*** Source data ***

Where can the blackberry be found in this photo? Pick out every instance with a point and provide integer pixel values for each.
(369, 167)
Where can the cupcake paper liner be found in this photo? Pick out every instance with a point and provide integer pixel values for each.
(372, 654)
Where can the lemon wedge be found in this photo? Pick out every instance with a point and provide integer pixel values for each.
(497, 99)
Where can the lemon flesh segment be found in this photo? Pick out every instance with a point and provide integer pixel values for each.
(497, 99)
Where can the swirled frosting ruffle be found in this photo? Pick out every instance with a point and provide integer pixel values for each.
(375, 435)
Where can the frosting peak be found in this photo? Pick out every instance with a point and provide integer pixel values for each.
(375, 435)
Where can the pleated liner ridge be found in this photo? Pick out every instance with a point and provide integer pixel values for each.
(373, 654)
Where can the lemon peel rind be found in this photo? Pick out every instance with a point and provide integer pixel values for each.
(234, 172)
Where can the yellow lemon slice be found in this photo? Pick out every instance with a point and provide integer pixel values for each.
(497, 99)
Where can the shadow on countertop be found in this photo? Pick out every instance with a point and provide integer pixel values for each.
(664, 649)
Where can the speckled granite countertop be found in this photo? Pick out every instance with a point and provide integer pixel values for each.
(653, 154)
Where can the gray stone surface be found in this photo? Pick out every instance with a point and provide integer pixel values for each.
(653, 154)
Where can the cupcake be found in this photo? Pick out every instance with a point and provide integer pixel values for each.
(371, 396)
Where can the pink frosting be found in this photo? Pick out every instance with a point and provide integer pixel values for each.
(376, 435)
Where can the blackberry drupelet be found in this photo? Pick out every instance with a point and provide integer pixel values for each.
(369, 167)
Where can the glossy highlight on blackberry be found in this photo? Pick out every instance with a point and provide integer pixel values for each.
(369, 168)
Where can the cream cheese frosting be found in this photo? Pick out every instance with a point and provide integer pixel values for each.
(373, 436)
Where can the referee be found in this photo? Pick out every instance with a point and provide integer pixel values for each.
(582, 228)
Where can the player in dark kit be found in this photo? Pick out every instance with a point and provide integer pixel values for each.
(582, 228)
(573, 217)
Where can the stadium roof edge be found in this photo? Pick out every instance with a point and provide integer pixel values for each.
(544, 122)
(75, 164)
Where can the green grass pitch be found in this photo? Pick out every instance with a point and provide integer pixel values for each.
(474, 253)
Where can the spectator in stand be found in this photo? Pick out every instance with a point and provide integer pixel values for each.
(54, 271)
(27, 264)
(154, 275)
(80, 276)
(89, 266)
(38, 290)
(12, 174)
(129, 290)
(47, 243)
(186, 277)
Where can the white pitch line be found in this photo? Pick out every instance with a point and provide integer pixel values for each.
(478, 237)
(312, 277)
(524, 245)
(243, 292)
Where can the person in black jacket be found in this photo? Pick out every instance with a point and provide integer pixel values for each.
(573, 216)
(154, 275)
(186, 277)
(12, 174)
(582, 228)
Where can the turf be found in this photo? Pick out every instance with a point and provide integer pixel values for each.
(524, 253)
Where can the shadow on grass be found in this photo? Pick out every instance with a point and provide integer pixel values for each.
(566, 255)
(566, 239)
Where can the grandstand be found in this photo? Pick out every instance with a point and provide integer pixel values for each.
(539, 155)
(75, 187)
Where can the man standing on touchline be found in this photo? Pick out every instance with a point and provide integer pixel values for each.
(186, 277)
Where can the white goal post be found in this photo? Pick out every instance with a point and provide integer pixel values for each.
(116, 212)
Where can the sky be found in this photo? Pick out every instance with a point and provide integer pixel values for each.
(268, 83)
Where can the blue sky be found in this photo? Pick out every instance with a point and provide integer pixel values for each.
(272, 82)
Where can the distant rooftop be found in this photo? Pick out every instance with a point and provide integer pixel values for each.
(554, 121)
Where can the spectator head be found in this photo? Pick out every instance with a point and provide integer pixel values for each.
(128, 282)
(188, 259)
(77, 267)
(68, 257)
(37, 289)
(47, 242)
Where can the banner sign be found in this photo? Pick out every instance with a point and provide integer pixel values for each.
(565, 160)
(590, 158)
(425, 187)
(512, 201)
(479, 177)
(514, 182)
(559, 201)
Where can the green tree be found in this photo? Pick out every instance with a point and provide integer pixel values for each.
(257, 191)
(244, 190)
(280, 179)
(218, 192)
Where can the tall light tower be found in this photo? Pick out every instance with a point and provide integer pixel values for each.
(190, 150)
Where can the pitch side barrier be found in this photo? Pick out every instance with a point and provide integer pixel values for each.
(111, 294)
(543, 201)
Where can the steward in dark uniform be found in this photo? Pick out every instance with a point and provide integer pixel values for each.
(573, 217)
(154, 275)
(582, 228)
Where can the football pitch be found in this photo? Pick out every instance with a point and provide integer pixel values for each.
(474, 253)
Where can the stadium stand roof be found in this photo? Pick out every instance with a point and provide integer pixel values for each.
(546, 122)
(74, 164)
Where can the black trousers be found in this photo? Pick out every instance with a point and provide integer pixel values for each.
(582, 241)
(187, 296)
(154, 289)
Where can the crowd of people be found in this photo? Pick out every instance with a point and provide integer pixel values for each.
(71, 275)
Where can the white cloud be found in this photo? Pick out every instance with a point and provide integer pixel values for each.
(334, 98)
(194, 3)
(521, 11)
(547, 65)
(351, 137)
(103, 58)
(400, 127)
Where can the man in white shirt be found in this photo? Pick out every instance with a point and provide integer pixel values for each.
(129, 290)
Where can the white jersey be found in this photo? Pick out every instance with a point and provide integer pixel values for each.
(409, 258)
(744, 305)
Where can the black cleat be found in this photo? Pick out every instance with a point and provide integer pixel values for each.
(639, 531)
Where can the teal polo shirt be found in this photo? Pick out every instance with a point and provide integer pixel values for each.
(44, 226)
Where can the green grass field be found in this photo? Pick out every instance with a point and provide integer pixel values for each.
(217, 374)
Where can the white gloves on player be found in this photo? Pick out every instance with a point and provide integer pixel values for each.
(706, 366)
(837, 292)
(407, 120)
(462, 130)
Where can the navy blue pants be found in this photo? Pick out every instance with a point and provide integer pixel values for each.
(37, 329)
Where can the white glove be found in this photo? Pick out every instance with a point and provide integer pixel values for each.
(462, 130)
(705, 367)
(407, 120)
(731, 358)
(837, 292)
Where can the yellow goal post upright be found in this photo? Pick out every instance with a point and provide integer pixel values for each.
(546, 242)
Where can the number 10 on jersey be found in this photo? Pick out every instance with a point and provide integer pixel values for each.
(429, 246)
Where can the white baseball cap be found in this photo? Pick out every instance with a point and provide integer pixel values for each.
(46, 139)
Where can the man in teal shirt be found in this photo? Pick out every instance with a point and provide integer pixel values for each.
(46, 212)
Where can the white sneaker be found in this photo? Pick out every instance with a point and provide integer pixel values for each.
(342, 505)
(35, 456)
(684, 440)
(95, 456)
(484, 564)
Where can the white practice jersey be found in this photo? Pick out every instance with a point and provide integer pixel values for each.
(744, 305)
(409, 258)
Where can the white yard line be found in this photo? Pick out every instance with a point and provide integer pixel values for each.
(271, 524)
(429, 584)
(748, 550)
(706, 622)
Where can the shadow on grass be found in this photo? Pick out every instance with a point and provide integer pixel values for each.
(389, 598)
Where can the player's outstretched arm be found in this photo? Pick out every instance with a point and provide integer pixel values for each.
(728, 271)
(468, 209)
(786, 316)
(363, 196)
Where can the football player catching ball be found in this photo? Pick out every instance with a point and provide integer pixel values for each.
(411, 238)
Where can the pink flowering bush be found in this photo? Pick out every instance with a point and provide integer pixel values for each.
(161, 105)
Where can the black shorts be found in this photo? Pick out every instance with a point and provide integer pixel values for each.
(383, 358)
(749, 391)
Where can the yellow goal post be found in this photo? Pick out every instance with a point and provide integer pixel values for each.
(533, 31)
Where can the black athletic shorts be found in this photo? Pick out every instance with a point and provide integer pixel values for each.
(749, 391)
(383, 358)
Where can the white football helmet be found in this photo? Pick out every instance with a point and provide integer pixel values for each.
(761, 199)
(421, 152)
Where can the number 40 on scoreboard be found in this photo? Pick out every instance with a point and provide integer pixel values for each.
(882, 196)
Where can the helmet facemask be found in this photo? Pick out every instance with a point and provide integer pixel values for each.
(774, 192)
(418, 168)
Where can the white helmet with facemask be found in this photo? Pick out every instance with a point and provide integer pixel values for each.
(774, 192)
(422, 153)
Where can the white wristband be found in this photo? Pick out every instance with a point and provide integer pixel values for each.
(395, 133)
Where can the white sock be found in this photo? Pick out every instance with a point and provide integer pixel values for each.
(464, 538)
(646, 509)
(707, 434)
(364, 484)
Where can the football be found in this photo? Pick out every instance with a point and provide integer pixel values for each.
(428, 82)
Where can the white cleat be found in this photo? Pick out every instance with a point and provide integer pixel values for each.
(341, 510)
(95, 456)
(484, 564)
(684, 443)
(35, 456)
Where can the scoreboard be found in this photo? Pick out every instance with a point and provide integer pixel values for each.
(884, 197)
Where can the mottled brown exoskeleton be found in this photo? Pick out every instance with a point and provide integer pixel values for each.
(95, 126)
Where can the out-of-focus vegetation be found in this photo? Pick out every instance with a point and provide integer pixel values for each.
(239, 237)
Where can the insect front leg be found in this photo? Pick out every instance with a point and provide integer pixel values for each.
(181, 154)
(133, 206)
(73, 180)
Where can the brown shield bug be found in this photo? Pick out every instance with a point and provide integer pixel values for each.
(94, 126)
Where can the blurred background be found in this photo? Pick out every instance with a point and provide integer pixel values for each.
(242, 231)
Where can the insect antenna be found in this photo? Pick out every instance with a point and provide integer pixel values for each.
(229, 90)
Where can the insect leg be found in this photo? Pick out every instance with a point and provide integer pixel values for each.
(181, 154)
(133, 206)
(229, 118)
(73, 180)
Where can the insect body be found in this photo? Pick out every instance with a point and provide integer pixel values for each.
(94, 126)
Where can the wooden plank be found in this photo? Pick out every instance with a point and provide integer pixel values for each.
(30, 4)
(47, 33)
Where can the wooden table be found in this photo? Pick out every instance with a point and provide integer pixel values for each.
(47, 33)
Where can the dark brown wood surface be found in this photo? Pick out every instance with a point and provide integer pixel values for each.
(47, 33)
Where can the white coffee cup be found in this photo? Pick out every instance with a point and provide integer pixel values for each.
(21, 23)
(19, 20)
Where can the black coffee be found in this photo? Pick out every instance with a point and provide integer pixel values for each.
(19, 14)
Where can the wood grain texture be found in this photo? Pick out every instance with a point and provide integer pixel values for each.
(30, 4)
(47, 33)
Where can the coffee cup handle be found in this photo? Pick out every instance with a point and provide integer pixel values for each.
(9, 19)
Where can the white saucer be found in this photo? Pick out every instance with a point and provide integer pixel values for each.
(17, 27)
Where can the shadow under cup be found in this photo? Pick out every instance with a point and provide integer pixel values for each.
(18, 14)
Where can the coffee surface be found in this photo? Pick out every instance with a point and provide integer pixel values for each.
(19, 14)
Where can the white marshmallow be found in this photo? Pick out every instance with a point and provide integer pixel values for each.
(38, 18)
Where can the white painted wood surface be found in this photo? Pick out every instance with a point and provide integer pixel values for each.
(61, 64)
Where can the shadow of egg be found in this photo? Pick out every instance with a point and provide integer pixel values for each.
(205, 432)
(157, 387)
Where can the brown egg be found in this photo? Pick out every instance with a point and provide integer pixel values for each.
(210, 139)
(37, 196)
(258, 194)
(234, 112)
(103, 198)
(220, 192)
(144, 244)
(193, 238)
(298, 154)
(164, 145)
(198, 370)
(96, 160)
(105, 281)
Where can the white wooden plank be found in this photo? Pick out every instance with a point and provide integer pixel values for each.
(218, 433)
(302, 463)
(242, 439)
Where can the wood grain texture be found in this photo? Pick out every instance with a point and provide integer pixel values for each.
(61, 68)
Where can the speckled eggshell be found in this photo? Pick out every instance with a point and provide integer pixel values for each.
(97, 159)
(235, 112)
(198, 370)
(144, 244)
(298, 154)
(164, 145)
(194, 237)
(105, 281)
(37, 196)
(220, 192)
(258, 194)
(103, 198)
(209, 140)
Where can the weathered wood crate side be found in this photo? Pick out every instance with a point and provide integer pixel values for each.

***

- **Task statement**
Take the line holding "Where can the brown egg" and all lines after it through the end of the data, and set them down exactly.

- **Reply**
Where can the brown egg be found in this photo? Pick out every instance with a point and provide integer pixel values for each.
(210, 139)
(37, 196)
(258, 194)
(234, 112)
(103, 198)
(220, 192)
(144, 244)
(193, 238)
(298, 154)
(164, 145)
(198, 370)
(96, 160)
(105, 281)
Where can the white wooden plank be found in this photo? Pick out every instance with a point and provide integer pixel values for each.
(218, 433)
(302, 463)
(242, 439)
Where can the wood grain texture be found in this photo? Pick out every instance with a point and provide integer pixel values for each.
(61, 68)
Where can the speckled eggshell be found in this photo? Pick out every instance with a point and provide integer pixel values for each.
(97, 159)
(235, 112)
(198, 370)
(144, 244)
(298, 154)
(164, 145)
(194, 237)
(105, 281)
(37, 196)
(220, 192)
(258, 194)
(103, 198)
(209, 140)
Where can the weathered wood crate side be found in this photo? Pick out every instance with a point and provide integer pixel values for each.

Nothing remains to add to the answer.